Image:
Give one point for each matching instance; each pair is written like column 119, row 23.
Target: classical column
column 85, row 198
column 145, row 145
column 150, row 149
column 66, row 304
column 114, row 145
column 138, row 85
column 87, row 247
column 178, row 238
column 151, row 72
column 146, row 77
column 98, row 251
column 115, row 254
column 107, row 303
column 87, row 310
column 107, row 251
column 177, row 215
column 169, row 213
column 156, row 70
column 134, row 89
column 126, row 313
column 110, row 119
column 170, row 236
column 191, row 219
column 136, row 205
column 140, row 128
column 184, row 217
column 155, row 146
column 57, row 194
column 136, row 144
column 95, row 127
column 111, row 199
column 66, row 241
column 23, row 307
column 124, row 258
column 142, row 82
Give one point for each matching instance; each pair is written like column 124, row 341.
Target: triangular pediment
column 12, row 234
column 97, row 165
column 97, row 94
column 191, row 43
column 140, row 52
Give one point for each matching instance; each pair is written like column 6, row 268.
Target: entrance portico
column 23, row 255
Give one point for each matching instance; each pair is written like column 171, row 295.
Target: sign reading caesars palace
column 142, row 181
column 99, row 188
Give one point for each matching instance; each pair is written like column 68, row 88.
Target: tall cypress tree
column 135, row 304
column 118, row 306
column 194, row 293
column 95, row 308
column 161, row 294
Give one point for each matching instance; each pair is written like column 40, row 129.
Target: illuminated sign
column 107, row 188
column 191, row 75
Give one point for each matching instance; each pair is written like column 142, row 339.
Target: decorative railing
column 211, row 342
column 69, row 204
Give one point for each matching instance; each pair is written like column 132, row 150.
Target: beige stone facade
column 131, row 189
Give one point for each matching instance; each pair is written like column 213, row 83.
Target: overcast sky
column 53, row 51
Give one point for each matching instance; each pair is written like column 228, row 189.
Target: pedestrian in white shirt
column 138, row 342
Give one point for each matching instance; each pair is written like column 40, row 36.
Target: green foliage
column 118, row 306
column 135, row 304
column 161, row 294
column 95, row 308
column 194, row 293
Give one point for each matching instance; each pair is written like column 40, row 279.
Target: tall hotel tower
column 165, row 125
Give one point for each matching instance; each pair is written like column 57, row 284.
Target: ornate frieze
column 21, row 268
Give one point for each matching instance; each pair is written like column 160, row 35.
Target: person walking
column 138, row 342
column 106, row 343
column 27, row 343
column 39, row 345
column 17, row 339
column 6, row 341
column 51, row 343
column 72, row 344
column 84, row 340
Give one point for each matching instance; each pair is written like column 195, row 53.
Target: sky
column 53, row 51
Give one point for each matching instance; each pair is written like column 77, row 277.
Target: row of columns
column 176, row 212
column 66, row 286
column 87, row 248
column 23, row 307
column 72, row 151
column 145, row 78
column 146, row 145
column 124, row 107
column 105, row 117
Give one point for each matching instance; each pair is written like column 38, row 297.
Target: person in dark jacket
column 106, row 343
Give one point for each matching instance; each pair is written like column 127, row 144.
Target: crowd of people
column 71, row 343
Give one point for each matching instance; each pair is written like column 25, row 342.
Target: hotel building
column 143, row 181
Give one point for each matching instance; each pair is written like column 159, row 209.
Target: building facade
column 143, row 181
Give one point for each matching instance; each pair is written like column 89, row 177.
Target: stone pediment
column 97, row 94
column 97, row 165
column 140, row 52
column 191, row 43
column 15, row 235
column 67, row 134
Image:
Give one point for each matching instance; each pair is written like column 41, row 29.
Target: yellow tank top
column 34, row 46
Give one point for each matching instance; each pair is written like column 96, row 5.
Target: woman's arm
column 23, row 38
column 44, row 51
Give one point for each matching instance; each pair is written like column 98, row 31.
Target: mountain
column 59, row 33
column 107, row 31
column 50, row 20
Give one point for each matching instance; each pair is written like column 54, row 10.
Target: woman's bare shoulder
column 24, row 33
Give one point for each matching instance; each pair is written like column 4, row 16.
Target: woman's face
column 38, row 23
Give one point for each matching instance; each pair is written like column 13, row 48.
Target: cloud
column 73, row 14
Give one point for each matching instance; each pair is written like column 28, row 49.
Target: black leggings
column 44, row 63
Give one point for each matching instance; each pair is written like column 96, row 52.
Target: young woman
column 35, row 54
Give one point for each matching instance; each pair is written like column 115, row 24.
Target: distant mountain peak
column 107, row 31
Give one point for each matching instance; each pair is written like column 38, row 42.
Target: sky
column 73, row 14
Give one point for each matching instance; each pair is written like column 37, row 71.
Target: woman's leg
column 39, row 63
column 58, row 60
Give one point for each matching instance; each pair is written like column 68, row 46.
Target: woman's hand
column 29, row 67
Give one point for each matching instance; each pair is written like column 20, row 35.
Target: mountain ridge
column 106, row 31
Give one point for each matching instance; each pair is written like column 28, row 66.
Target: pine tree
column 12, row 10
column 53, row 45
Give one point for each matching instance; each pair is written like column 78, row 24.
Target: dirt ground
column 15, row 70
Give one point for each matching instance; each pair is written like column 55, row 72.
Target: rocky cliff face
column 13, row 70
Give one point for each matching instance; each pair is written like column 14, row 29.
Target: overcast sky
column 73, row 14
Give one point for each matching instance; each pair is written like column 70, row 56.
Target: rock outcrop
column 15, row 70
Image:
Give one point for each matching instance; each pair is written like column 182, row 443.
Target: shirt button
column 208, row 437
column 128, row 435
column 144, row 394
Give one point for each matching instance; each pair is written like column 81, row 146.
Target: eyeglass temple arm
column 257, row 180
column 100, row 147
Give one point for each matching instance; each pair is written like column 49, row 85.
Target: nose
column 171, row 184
-=-=-=-=-
* **What the exercise asks**: None of the records may be omitted or altered when they are given again.

* **Response to the exercise**:
Image:
Give one point for each matching instance; each pair is written like column 119, row 23.
Target: classical column
column 85, row 198
column 145, row 145
column 150, row 149
column 66, row 304
column 114, row 145
column 138, row 85
column 87, row 247
column 178, row 238
column 151, row 72
column 146, row 77
column 98, row 251
column 115, row 254
column 107, row 303
column 87, row 310
column 107, row 251
column 177, row 215
column 169, row 213
column 156, row 70
column 134, row 89
column 126, row 313
column 110, row 119
column 170, row 236
column 191, row 219
column 136, row 205
column 140, row 128
column 184, row 217
column 155, row 146
column 57, row 194
column 136, row 144
column 95, row 127
column 111, row 199
column 66, row 241
column 23, row 307
column 124, row 258
column 142, row 82
Give one point for each matching instance; each pair is written like column 124, row 341.
Target: triangular pediment
column 12, row 234
column 97, row 165
column 97, row 94
column 191, row 43
column 140, row 52
Give one point for each matching instance; each pair is written like column 6, row 268.
Target: entrance portico
column 23, row 255
Give one point for each matching instance; each pair is written like column 171, row 295.
Target: sign reading caesars palace
column 142, row 181
column 99, row 188
Give one point for each matching instance; each pair is written like column 68, row 88.
Target: tall cypress tree
column 135, row 304
column 118, row 306
column 194, row 293
column 95, row 308
column 161, row 294
Give one point for each matching instance; each pair is written like column 40, row 129.
Target: illuminated sign
column 107, row 188
column 191, row 75
Give one point for each matching instance; each pair is written like column 142, row 339.
Target: decorative railing
column 211, row 342
column 69, row 204
Give one point for each matching instance; each pair is written like column 132, row 150.
Target: beige stone facade
column 131, row 189
Give one point for each matching instance; each pair is written like column 213, row 83.
Target: overcast sky
column 53, row 51
Give one point for each matching instance; each pair is written like column 228, row 189.
Target: pedestrian in white shirt
column 138, row 342
Give one point for each matching instance; each pair is written like column 40, row 36.
Target: green foliage
column 118, row 306
column 135, row 304
column 161, row 294
column 95, row 308
column 194, row 293
Give one point for each matching instance; each pair is written like column 40, row 279.
Target: tall hotel tower
column 165, row 125
Give one point for each matching instance; each pair is written like column 57, row 284.
Target: ornate frieze
column 21, row 268
Give one point for each matching instance; each pair is written like column 160, row 35.
Target: person walking
column 138, row 342
column 106, row 343
column 27, row 343
column 39, row 345
column 17, row 339
column 6, row 341
column 51, row 343
column 72, row 344
column 84, row 340
Give one point for each matching instance; each pair is written like column 195, row 53.
Target: sky
column 53, row 51
Give one point for each matching instance; each pair is written like column 77, row 277.
Target: row of columns
column 176, row 212
column 66, row 286
column 87, row 248
column 23, row 307
column 72, row 151
column 145, row 78
column 146, row 145
column 124, row 107
column 105, row 117
Give one point for each matching instance; each pair is written like column 38, row 297.
Target: person in dark jacket
column 106, row 343
Give one point for each matching instance; each pair is written like column 127, row 144.
Target: crowd of people
column 71, row 343
Give one point for each matching instance; each pair is written like column 25, row 342.
Target: hotel building
column 143, row 181
Give one point for each matching instance; each pair is written like column 159, row 209.
Target: building facade
column 143, row 181
Give one point for each matching instance; each pair is written like column 89, row 177.
Target: stone pediment
column 97, row 94
column 97, row 165
column 140, row 52
column 191, row 43
column 15, row 235
column 67, row 134
Image:
Give one point for each matching instance; each pair is written like column 41, row 29.
Target: yellow tank top
column 34, row 46
Give one point for each matching instance; each pair is written like column 96, row 5.
Target: woman's arm
column 23, row 38
column 44, row 51
Give one point for each matching instance; each pair is written like column 98, row 31.
Target: mountain
column 59, row 33
column 107, row 31
column 50, row 20
Give one point for each matching instance; each pair is written like column 54, row 10.
Target: woman's bare shoulder
column 24, row 33
Give one point for each matching instance; each pair is written like column 4, row 16.
Target: woman's face
column 38, row 23
Give one point for each matching instance; each pair is written like column 13, row 48.
Target: cloud
column 73, row 14
Give one point for each matching instance; each pair is written like column 28, row 49.
Target: black leggings
column 44, row 63
Give one point for each matching instance; each pair is written like column 96, row 52.
Target: young woman
column 35, row 54
Give one point for each matching instance; each pair is written like column 115, row 24.
Target: distant mountain peak
column 107, row 31
Give one point for each matching instance; each pair is written like column 38, row 42.
Target: sky
column 73, row 14
Give one point for each matching instance; each pair is written like column 37, row 71.
Target: woman's leg
column 39, row 63
column 58, row 60
Give one point for each matching instance; each pair is written like column 68, row 46.
Target: woman's hand
column 29, row 67
Give one point for each matching instance; each pair is written like column 20, row 35.
Target: mountain ridge
column 106, row 31
Give one point for each matching instance; each pair is written like column 28, row 66.
Target: pine tree
column 12, row 10
column 53, row 45
Give one point for each matching instance; each pair is written like column 78, row 24.
Target: dirt ground
column 15, row 70
Give one point for each matching instance; each pair is written like column 55, row 72.
Target: rocky cliff face
column 13, row 70
Give one point for each matching instance; each pair is written like column 14, row 29.
Target: overcast sky
column 73, row 14
Give one point for each matching instance; each pair is written like column 70, row 56.
Target: rock outcrop
column 15, row 70
Image:
Give one point for each matching instance; each pair is written like column 182, row 443.
Target: shirt button
column 208, row 437
column 128, row 435
column 144, row 394
Give one point for each matching instance; each pair is written like column 81, row 146.
Target: eyeglass temple arm
column 257, row 180
column 100, row 147
Give one point for each matching instance; each pair is written like column 49, row 85.
Target: nose
column 171, row 184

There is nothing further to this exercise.